* [Tasks to perform]
1. Repeat word for word the stretch of the Reformation passage from "It is thus misleading" through "taught.  There wasn't.".
2. For each statement, answer yes or no depending on whether the Reformation passage agrees with it, and quote the deciding words exactly: (a) commitment to the authority of scripture necessarily led to justification by faith alone; (b) radical Protestants made clear that the Bible did not interpret itself in this way; (c) the hermeneutical heterogeneity is described as socially divisive.

* [Source extract]
* Begin *

It is thus misleading to say that "Protestantism itself splintered into rival denominations, or 'confessions,'" as if there ever was some point in the early Reformation when anti-Roman Christians had agreed among themselves about wha3t scripture said and God taught.  There wasn't.
 
Commitment to the authority of scripture led neither obviously nor necessarily to justification by faith alone or to salvation through grace alone as the cornerstone doctrines of Christianity.  Radical Protestants made abundantly clear that the Bible did not "interpret itself" in this way, whatever protagonists claimed to the contrary.  Unfettered and unconstrained, the Reformation simply yielded the full, historically manifest range of truth claims made about what the Bible said....From the very outset of the Reformation, the shared commitment to sola scriptura entailed a hermeneutical heterogeneity that proved doctrinally contentious, socially divisive, and sometimes...politically subversive.

* End *

* [Dataset content]
* Begin *

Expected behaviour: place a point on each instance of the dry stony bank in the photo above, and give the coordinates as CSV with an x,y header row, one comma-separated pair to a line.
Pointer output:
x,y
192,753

* End *

* [Solutions to the problems]
1.
It is thus misleading to say that "Protestantism itself splintered into rival denominations, or 'confessions,'" as if there ever was some point in the early Reformation when anti-Roman Christians had agreed among themselves about wha3t scripture said and God taught.  There wasn't.

2.
(a) No: "led neither obviously nor necessarily to justification by faith alone"
(b) Yes: "Radical Protestants made abundantly clear that the Bible did not"
(c) Yes: "doctrinally contentious, socially divisive"